**Page extract:**

▼

With the holidays right around the corner, you’ve got a lot on your to-do list,…
General wisdom states that a person should revise their estate plan every three to five years or any time a significant life event occurs. Usually, this refers to such things as a new marriage, divorce, the birth of a child or grandchild, or anytime your assets change significantly. It can also refer to paradigm-shifting events like a global pandemic. One other instance where an estate plan revision is needed is when a new administration takes office—as has just happened. This is because new government inevitably means new federal estate tax laws and, naturally, the new administration is no exception.
What Changes Are Coming?
While there is no predicting all of the changes that may be on the horizon, two that have been explicitly signaled are as follows.

▲

**Task 1:**
Answer these questions on the estate planning passage:
(a) According to general wisdom, how often should a person revise their estate plan?
(b) What does a new government inevitably mean?
(c) How many changes does the passage say have been explicitly signaled?
**Task 2:** In the estate planning passage, substitute "estate strategy" for "estate plan" and write out the part from the words "With the holidays" through the words "are as follows.".
Answer from the passage above alone.

**Available data:**
▼

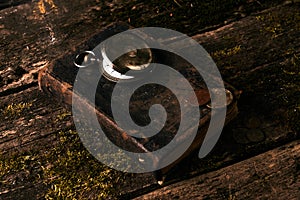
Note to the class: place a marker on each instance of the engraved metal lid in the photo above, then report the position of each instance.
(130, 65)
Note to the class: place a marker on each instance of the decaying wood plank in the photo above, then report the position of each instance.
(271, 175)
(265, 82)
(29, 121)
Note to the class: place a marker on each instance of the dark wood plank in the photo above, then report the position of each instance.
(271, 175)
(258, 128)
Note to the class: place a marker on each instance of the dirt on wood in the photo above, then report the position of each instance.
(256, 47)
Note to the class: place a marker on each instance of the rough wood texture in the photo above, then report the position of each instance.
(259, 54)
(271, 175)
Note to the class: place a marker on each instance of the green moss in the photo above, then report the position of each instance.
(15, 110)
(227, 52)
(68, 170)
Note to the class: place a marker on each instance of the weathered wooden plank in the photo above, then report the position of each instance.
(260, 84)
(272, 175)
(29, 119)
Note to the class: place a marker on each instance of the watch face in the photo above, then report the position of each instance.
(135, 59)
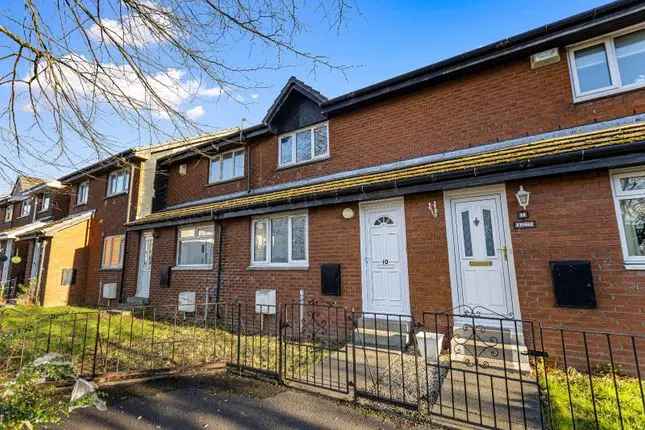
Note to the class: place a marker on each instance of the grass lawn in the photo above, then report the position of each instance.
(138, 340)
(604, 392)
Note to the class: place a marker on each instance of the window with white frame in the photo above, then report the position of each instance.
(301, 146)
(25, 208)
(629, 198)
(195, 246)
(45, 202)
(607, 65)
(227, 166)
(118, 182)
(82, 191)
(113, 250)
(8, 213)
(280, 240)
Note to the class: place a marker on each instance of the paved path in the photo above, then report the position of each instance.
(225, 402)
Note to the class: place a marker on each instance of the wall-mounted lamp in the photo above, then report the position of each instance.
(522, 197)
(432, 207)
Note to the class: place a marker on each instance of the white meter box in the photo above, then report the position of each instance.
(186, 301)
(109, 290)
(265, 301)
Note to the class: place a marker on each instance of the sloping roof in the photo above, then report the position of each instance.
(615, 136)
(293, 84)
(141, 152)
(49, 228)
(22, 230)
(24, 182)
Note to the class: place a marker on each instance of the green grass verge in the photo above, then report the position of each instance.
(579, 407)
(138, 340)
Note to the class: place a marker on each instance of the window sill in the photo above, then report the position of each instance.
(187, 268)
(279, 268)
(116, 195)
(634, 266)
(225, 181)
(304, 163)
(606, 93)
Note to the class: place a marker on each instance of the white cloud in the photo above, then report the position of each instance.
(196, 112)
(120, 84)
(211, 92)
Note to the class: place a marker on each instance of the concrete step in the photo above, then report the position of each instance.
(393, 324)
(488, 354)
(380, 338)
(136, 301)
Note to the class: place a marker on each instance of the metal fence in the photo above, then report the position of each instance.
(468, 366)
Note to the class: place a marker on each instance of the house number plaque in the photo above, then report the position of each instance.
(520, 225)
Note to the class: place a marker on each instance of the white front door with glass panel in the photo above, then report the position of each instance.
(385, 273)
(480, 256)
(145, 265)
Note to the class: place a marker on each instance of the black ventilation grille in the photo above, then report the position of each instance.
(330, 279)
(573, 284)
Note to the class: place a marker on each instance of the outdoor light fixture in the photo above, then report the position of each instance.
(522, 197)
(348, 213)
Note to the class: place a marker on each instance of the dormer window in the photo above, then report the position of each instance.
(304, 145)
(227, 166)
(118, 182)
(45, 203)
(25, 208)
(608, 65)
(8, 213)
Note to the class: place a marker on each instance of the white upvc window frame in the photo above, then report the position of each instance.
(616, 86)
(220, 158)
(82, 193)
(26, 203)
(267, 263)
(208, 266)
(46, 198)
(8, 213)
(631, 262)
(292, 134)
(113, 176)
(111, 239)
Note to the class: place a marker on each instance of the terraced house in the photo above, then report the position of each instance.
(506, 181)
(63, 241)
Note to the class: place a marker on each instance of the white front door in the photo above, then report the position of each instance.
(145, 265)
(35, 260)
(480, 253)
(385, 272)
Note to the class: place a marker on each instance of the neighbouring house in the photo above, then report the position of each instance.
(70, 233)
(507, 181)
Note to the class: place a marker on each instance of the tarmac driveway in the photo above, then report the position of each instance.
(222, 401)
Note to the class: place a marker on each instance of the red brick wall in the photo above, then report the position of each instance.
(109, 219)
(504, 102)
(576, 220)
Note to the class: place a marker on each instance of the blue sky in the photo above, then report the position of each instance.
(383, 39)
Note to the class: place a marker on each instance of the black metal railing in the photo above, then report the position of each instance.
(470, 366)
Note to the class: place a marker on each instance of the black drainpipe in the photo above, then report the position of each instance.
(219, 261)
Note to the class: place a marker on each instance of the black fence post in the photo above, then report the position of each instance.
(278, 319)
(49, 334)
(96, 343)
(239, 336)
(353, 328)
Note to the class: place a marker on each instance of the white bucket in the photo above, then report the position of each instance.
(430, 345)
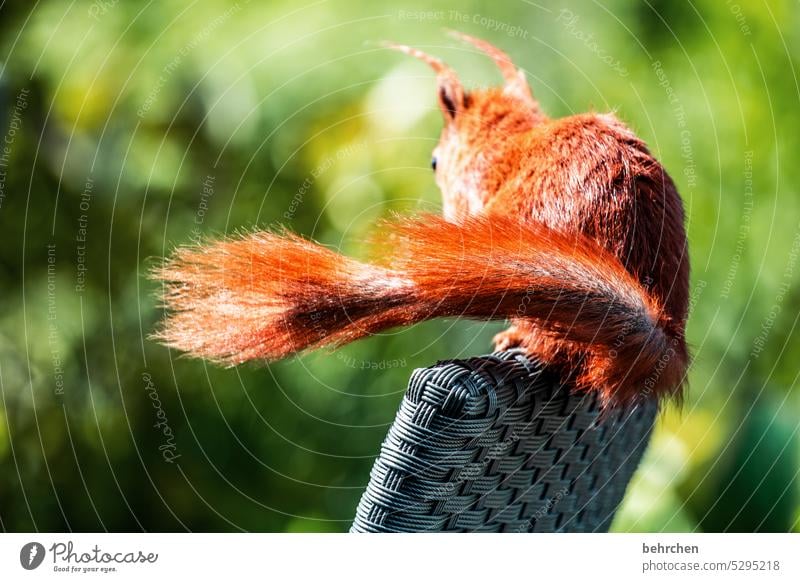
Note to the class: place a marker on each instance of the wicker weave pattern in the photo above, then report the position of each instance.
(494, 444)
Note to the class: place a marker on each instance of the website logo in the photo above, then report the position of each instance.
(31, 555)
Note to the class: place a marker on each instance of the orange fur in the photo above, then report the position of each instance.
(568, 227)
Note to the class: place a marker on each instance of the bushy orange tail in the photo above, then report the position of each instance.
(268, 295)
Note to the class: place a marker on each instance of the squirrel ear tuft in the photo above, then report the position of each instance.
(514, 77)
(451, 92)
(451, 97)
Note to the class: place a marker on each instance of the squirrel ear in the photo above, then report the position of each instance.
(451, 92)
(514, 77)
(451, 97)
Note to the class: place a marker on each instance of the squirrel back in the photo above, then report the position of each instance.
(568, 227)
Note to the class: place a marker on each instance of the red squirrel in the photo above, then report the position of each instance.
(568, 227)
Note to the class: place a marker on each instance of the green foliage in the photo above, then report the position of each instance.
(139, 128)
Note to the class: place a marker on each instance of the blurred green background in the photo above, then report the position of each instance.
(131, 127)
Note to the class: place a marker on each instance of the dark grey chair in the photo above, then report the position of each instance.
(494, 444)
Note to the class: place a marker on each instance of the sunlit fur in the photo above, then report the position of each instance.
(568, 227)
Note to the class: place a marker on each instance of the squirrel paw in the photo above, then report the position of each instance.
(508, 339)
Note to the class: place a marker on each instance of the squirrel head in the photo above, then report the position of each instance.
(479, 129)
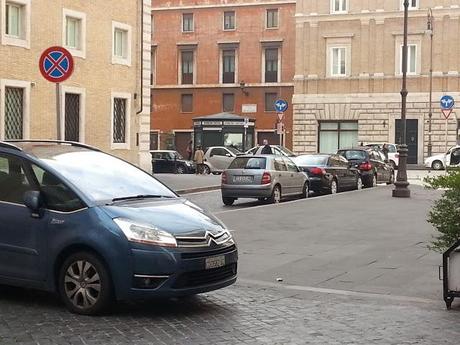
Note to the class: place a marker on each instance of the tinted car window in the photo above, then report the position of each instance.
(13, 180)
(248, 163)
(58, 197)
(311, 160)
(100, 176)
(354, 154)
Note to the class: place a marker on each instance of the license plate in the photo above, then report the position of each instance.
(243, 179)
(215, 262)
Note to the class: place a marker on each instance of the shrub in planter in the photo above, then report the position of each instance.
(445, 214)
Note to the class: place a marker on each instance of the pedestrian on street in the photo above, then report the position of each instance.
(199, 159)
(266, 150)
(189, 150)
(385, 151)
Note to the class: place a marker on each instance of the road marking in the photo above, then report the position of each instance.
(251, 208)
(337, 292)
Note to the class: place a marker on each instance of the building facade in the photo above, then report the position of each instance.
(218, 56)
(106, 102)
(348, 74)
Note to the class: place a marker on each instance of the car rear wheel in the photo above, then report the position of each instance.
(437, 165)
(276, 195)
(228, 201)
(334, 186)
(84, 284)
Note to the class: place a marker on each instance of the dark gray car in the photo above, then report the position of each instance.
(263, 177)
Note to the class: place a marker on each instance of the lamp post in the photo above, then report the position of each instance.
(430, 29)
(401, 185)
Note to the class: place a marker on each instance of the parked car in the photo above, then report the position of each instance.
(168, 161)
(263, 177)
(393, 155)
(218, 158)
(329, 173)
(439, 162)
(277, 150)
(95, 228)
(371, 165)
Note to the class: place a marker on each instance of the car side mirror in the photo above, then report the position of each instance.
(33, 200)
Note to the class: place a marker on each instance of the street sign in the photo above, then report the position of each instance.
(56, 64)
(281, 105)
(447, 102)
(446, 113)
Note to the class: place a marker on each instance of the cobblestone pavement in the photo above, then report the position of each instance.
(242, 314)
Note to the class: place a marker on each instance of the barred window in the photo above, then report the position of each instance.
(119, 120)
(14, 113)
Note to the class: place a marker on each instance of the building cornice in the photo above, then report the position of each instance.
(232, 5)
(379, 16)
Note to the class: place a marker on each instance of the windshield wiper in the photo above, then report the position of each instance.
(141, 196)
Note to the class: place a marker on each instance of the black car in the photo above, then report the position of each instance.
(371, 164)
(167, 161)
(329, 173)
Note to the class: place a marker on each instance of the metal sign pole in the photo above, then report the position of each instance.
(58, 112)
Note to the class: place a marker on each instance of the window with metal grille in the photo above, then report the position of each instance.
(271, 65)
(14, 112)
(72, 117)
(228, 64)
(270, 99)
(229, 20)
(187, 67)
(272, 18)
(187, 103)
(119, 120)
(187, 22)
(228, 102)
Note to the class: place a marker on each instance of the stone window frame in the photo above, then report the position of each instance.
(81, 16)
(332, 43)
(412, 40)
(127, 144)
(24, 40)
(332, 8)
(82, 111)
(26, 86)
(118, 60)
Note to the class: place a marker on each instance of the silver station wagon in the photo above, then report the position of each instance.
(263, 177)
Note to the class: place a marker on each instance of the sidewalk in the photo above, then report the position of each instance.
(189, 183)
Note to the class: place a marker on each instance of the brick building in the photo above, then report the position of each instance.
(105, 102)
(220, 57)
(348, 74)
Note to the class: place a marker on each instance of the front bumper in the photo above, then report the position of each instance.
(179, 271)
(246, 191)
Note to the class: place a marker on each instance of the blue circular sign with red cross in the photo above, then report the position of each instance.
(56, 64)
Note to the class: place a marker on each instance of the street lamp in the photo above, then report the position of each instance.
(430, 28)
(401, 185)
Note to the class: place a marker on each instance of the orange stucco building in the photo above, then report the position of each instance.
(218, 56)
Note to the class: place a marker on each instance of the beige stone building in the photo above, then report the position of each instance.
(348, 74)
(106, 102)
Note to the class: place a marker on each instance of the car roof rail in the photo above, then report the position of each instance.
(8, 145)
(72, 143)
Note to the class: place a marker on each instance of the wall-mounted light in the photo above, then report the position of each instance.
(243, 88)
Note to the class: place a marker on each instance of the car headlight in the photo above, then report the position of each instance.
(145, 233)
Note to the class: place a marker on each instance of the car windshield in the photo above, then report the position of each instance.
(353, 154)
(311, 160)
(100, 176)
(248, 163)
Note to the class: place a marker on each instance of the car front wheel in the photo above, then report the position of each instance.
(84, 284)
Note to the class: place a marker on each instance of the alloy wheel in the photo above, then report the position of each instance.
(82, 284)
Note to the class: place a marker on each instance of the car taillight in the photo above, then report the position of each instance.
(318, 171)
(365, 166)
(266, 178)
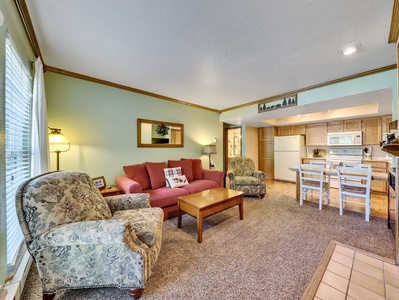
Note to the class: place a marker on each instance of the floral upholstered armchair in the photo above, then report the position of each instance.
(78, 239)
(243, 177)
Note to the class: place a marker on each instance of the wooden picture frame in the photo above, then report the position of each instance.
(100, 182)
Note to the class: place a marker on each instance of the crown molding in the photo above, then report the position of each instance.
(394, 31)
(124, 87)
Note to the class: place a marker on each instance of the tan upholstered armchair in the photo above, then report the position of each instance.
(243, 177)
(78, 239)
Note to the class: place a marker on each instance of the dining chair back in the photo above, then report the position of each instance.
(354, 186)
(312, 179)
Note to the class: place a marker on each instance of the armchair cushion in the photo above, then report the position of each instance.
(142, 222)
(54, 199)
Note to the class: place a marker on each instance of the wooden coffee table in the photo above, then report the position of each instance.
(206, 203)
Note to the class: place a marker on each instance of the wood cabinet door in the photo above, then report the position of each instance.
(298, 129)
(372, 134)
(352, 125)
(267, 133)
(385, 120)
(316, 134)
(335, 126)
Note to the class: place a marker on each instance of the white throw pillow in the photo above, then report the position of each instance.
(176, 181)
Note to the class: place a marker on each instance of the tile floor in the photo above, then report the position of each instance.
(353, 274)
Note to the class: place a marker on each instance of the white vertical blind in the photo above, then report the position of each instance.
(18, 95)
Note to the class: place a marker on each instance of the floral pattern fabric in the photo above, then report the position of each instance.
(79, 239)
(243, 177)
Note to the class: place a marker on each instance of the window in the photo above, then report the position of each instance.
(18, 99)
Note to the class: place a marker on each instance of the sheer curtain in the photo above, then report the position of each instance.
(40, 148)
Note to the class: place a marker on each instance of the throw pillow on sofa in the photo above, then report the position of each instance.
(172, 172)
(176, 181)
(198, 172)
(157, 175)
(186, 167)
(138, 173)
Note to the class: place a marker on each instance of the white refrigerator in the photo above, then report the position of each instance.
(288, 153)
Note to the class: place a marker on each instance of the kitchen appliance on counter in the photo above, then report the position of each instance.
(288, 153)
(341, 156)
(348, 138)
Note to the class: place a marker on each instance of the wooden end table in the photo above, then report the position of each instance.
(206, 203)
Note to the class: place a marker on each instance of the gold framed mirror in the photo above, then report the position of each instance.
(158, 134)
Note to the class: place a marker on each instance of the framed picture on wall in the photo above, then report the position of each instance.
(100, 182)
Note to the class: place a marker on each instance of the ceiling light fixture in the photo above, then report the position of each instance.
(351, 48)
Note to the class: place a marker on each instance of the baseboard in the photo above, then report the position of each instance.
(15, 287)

▲

**Answer box 1:**
(a) Every three to five years, or any time a significant life event occurs.
(b) New federal estate tax laws.
(c) Two.

**Answer box 2:**
With the holidays right around the corner, you’ve got a lot on your to-do list,…
General wisdom states that a person should revise their estate strategy every three to five years or any time a significant life event occurs. Usually, this refers to such things as a new marriage, divorce, the birth of a child or grandchild, or anytime your assets change significantly. It can also refer to paradigm-shifting events like a global pandemic. One other instance where an estate strategy revision is needed is when a new administration takes office—as has just happened. This is because new government inevitably means new federal estate tax laws and, naturally, the new administration is no exception.
What Changes Are Coming?
While there is no predicting all of the changes that may be on the horizon, two that have been explicitly signaled are as follows.